■ WHAT YOU HAVE TO DO
Return all of the listing word for word; the pictures stay out.

**** SUPPLIED DATA

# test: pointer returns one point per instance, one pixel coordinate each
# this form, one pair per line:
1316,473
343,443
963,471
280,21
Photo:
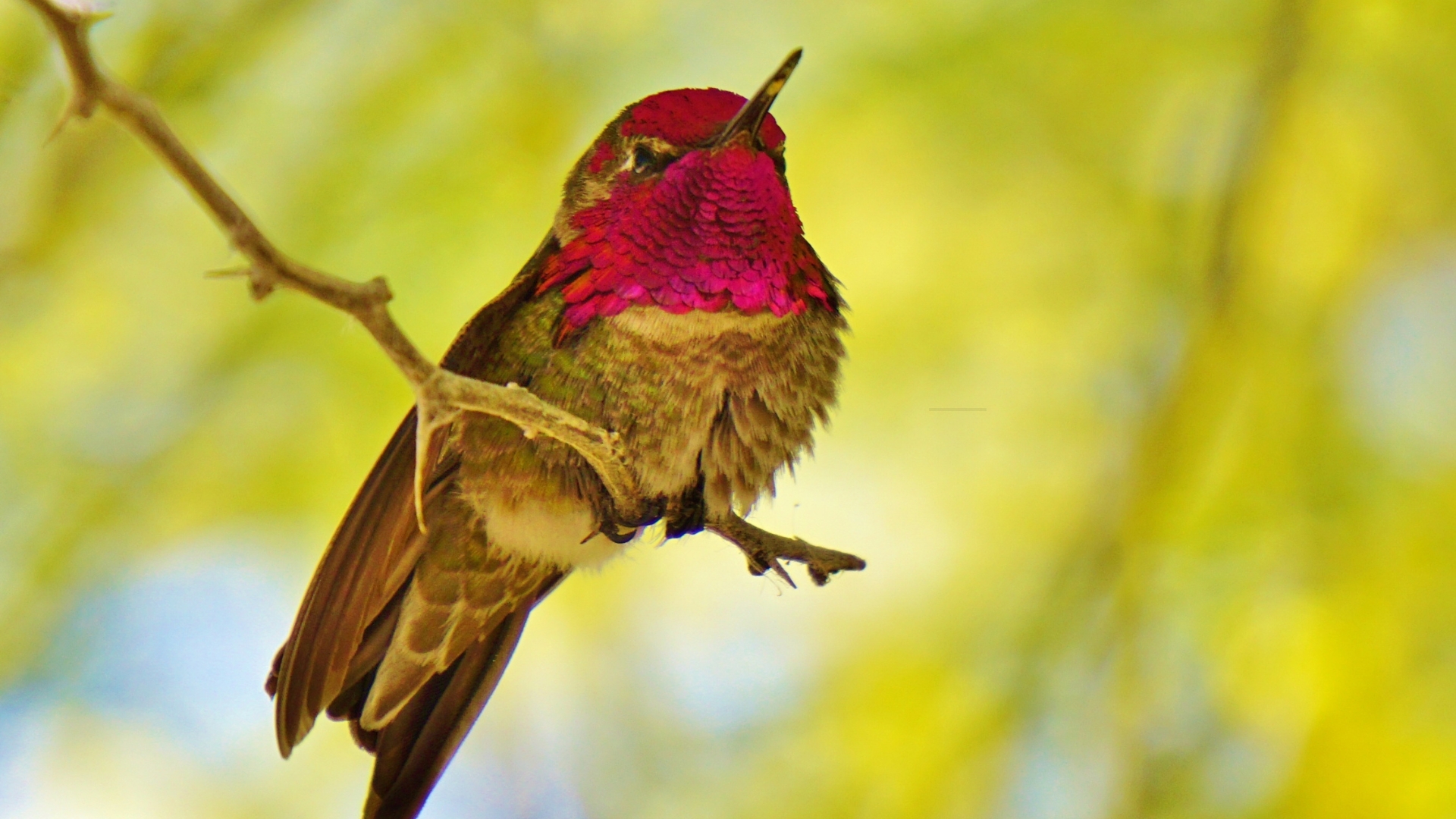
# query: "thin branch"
440,395
764,550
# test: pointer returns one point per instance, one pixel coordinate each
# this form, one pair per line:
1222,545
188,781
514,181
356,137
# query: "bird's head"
682,203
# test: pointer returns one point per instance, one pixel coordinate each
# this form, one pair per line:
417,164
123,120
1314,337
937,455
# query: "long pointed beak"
752,114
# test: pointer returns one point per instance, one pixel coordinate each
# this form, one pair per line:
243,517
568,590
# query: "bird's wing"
419,742
357,585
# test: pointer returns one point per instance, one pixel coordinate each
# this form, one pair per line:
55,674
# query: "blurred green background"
1194,259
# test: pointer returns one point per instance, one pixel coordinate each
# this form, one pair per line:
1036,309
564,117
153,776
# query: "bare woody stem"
440,395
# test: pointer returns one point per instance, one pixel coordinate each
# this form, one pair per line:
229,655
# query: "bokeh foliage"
1196,259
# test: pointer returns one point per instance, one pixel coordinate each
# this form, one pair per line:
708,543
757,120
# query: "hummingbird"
676,302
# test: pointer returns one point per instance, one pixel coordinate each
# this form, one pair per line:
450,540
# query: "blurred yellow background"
1194,259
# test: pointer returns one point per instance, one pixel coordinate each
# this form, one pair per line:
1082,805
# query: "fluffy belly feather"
723,398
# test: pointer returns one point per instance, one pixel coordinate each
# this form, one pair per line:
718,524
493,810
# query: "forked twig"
440,395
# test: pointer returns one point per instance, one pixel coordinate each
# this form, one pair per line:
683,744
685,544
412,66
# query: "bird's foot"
620,531
764,550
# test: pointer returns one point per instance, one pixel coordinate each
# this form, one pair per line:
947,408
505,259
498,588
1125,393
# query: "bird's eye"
644,161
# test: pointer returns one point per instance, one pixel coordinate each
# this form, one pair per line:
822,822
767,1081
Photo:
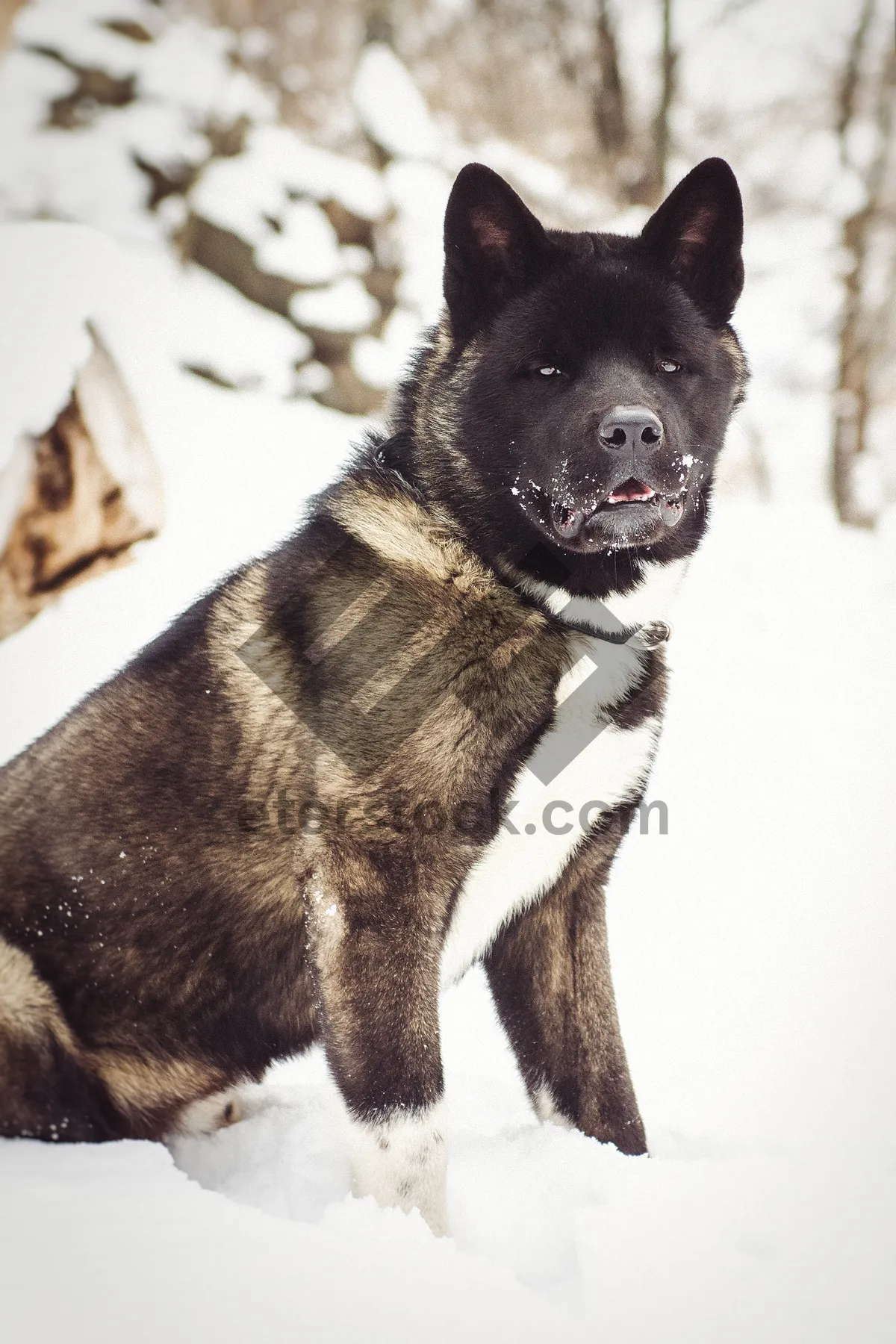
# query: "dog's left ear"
494,248
697,234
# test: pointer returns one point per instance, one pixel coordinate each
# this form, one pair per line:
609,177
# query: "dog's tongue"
630,491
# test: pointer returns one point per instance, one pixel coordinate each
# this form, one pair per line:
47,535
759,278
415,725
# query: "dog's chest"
581,766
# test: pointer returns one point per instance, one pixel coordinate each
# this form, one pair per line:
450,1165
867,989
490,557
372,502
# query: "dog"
408,739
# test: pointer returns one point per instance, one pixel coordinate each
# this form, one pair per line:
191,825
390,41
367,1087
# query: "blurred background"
279,171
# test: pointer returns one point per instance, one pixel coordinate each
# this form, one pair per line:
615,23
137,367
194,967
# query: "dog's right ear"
494,248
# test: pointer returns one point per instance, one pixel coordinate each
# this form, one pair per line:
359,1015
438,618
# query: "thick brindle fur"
255,835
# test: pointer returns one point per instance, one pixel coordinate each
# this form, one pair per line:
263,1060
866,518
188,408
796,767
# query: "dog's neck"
617,616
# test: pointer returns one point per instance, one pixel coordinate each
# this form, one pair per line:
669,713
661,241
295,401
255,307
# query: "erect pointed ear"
494,248
697,233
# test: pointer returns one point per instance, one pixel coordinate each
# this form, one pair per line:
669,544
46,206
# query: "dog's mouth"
630,510
630,492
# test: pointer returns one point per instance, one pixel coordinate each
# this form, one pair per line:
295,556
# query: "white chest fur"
579,769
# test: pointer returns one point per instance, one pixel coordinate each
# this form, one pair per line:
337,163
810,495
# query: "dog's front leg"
550,977
376,960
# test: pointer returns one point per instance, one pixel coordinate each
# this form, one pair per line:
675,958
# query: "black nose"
630,426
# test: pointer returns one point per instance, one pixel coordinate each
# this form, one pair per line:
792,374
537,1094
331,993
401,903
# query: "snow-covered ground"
753,944
753,951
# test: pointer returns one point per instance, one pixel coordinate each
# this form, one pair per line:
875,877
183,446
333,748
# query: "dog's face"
594,374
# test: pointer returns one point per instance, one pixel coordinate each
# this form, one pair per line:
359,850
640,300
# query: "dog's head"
578,393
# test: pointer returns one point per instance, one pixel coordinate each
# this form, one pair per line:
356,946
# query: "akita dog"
408,739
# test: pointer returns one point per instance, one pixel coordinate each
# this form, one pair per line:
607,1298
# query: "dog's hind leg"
45,1089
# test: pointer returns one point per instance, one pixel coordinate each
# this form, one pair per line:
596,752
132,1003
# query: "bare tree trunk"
610,113
862,311
668,63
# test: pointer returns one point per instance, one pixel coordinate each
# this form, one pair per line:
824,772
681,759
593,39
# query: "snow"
344,307
53,277
391,108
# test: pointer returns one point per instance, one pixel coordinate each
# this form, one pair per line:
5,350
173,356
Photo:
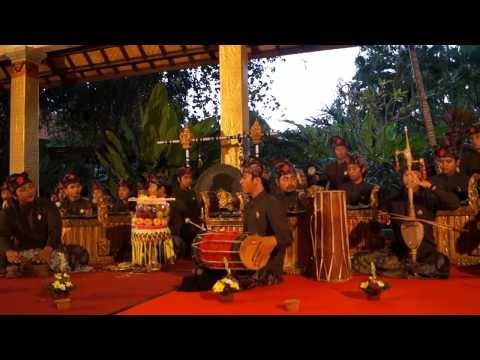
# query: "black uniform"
30,226
290,201
75,208
456,183
265,216
185,206
357,194
470,161
335,174
426,203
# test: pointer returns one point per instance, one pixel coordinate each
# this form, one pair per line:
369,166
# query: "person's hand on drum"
13,256
383,217
264,249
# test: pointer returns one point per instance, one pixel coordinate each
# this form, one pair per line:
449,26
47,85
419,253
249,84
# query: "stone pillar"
24,111
234,118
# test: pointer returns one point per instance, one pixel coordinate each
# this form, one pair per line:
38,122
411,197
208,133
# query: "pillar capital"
20,54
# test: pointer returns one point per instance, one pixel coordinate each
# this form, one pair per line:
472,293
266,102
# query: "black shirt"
335,174
186,205
290,201
33,226
456,183
427,202
264,216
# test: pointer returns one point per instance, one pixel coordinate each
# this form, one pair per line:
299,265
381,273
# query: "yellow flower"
218,287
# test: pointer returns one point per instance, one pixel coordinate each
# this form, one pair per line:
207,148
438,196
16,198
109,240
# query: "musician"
58,195
98,195
5,195
336,171
265,216
122,205
450,178
31,228
358,191
74,204
286,184
141,189
470,161
185,206
428,199
156,187
313,178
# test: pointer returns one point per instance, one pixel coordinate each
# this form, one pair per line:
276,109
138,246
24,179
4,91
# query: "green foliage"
129,153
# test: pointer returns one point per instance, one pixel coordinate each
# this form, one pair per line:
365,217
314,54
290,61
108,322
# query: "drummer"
186,206
428,198
263,216
286,184
122,205
156,187
74,204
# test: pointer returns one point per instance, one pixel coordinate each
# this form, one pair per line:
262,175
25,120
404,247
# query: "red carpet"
97,293
458,295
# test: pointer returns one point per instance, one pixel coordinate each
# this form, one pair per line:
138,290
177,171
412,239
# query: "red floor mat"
458,295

********

■ YOUR SOLUTION
# test: pointer returns one point per instance, one pixel coordinate each
# this form, one pair per line:
1316,473
343,443
963,471
280,21
Photo:
# query: "thin branch"
440,395
764,550
# test: pointer returns one point per instance, one pixel coordinate each
# this form, one pair per line:
1222,545
188,781
514,181
356,137
# query: "bird's head"
682,203
# test: pointer returns one point per instance, one pixel coordinate each
# this form, one pair per line:
417,164
123,120
1314,337
937,455
# query: "long pointed beak"
752,114
# test: pointer returns one point per instance, one pixel coordinate each
# this form, one pair per line:
243,517
568,590
# query: "bird's wing"
419,742
357,585
# test: pointer returns one point per instance, one pixel coordinate each
# this form, one pair per line:
55,674
# query: "blurred green background"
1194,259
# test: pointer returns one point per instance, one pixel coordinate each
# this form, one pair per line:
1036,309
564,117
153,776
# query: "bare woody stem"
440,395
# test: pointer returns one point per instance, one pixel coordinate each
# this form, one pair per line:
229,655
# query: "bokeh foliage"
1196,259
# test: pointer returns one point per instance, one pixel coordinate each
# this form, one pair per line:
708,543
757,120
# query: "hummingbird"
676,302
# test: pointer returns one point per instance, one pixel coordinate each
# this form, one pair per line:
450,540
# query: "blurred yellow background"
1194,259
# test: pointer returns one point per instance, one pixel coordinate each
# this form, one pair per line:
1082,805
# query: "fluffy belly feather"
723,398
# test: pointer returns one point per instance, one pixel coordinate each
# this form, one pair per line:
718,524
493,810
# query: "forked twig"
440,395
# test: pointer returns one point per instance, one pixel coordinate each
# this form, one pair per line:
683,744
685,544
412,66
# query: "bird's foot"
620,531
764,550
# test: pointer returns one point per instance, one pixel coordinate each
# this form, one pair per line:
947,408
505,259
498,588
1125,393
# query: "bird's eye"
644,161
# test: pointer returns one point per instance, one pixel coordinate each
# this form, one pair per line:
822,822
767,1081
Photo:
# query: "dog's left ear"
494,248
697,234
# test: pointer returns one point per instance, one pixel coordinate each
# this form, one pair per line:
609,177
# query: "dog's tongue"
630,491
# test: pointer returns one point per instance, one pixel coordinate each
# this form, one pair per line:
47,535
759,278
415,725
# query: "dog's chest"
581,766
# test: pointer returns one point per instance, one pixel coordinate each
# this form, one pair per line:
450,1165
867,989
490,557
372,502
# query: "dog"
408,739
# test: pointer returns one point per instance, one pixel coordinate each
# this form, one pair per line:
191,825
390,41
367,1087
# query: "blurred background"
279,171
# test: pointer returns one point per instance, one pixel coordinate each
# this form, one pair per line:
615,23
137,367
194,967
# query: "dog's right ear"
494,248
# test: pointer returns one point per instance, one pixel coordinate each
# this form, one pair per line:
359,1015
438,618
# query: "thick brindle fur"
255,835
# test: pointer returns one point per instance, one pixel coordinate each
# this form, one pair per line:
263,1060
866,518
188,408
796,767
# query: "dog's neck"
617,616
# test: pointer returns one point per instance, one pixel coordinate each
# this form, one pair per line:
669,713
661,241
295,401
255,307
# query: "erect pointed ear"
494,248
697,233
# test: pointer returns one point per instance, one pixel coordinate each
# this form, one pair per line:
669,544
46,206
# query: "dog's mouth"
630,510
630,492
# test: pointer returns one point per instance, one pixel coordinate each
# this form, one pair per line:
295,556
# query: "white chest fur"
579,769
# test: pointer returns one point per instance, one pixel coordinate each
# this form, one pair per line:
337,163
810,495
# query: "dog's front leg"
550,977
376,960
# test: pointer returns one point per instance, one pixel coordinate each
# this form, one pair per line:
675,958
# query: "black nose"
630,426
# test: pointer returns one point per instance, one pixel coordinate each
# this form, one pair per line:
792,374
537,1094
331,993
401,903
# query: "snow-covered ground"
753,944
753,951
# test: pointer returns one point per instance, one pixel coordinate each
# this form, one pair per line:
875,877
183,446
333,748
# query: "dog's face"
594,374
# test: pointer returns one point per instance, one pixel coordinate each
# this form, one pair per line:
359,850
640,300
# query: "dog's head"
578,393
# test: pointer returns one point per instance, one pixel coordinate each
# this form, one pair per line:
356,946
# query: "akita dog"
408,739
# test: pointer returns one point per instance, one pixel coordinate each
# this form, one pair per line:
607,1298
# query: "dog's hind leg"
45,1089
# test: pointer returns one point per instance, one pixel coordinate each
# this form, one pair per line:
596,752
132,1003
# query: "bare tree trunk"
610,113
862,311
668,63
# test: pointer returns one point per instance, one pixel coordinate each
# this form, one pair per line:
824,772
681,759
593,39
# query: "snow"
344,307
53,277
391,108
# test: pointer returns one point per instance, one pixel coordinate each
# this form, one pair per line:
5,350
173,356
Photo:
# query: "black uniform"
30,226
290,201
75,208
456,183
265,216
185,206
357,194
470,161
335,174
426,203
# test: pointer returns one point per instance, one pixel coordinate each
# this form, one pair per line:
369,166
# query: "person's hand on drum"
13,256
383,217
264,249
# test: pointer returns one point per instance, one pixel coordinate each
# this form, one pair per line:
449,26
47,85
419,253
249,84
# query: "stone pillar"
24,111
234,118
# test: pointer returns one point per instance, one pixel coordinate each
# this form, one pair per line:
38,122
411,197
208,133
# query: "pillar capital"
20,54
# test: pointer returns one point per instance, one pixel coordinate each
# this form, one pair per line:
472,293
266,102
# query: "black shirt"
335,174
186,205
290,201
33,226
456,183
427,202
264,216
# test: pointer returns one point per instance, one pixel coordinate each
# this form, one pair per line:
299,265
381,273
# query: "yellow flower"
218,287
# test: pointer returns one point per instance, one pixel coordinate each
# this form, one pair per line:
207,148
438,196
16,198
109,240
# query: "musician"
58,195
98,195
5,195
336,171
265,216
122,205
450,178
31,228
358,191
74,204
286,184
141,189
470,161
185,206
428,199
156,187
313,178
# test: pointer returns one point per instance, one pixel coordinate each
# this form, one pair per line:
276,109
138,246
24,179
4,91
# query: "green foliage"
129,153
# test: pointer returns one point per instance, one pixel coordinate each
# this form, one pair per line:
365,217
314,54
290,61
108,322
# query: "drummer"
186,206
428,198
263,216
286,184
122,205
156,187
74,204
# test: pointer returns one point per instance, one pixel coordinate each
# this form, one pair per line:
262,175
25,120
404,247
# query: "red carpet"
97,293
458,295
# test: pointer returns one point per instance, one pixel coordinate each
# this form, one pair per line:
138,290
177,171
412,239
# query: "red floor mat"
458,295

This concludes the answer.